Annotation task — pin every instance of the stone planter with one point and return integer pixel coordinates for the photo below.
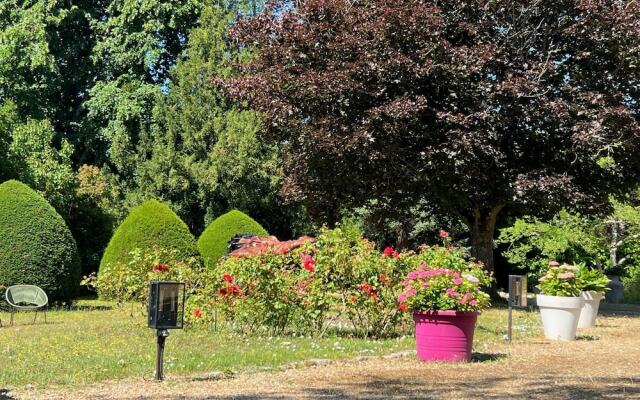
(590, 309)
(560, 316)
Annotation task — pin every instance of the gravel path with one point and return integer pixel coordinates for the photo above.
(603, 364)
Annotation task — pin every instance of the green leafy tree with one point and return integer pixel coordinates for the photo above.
(203, 155)
(45, 64)
(138, 45)
(567, 237)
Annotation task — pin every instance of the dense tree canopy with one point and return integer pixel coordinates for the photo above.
(203, 155)
(476, 105)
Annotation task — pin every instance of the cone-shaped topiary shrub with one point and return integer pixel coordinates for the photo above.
(149, 226)
(214, 240)
(36, 246)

= = = = =

The problem: Word-for-word repeat, images excluded: return all the data.

Exercise output:
Annotation task — pin every instance of the stone planter with one point and return integer pixel coordinates for the photo below.
(590, 309)
(560, 316)
Annotation task — pin every instance of the gravel path with one point and return integer pixel coordinates for the photo above.
(603, 364)
Annotation task — pin every instance of the green leafy tree with one point and return integer pixel coordinates for the photo above.
(203, 155)
(45, 64)
(138, 45)
(567, 237)
Annotation task — pin every instance of the dense tree canopy with one point and return integer pixel coordinates for the photo above.
(203, 155)
(476, 105)
Annotation task — pin every instance of the cone-shaped topiary shrub with one point and return integer pixel coordinates for the photo above.
(149, 226)
(214, 240)
(36, 246)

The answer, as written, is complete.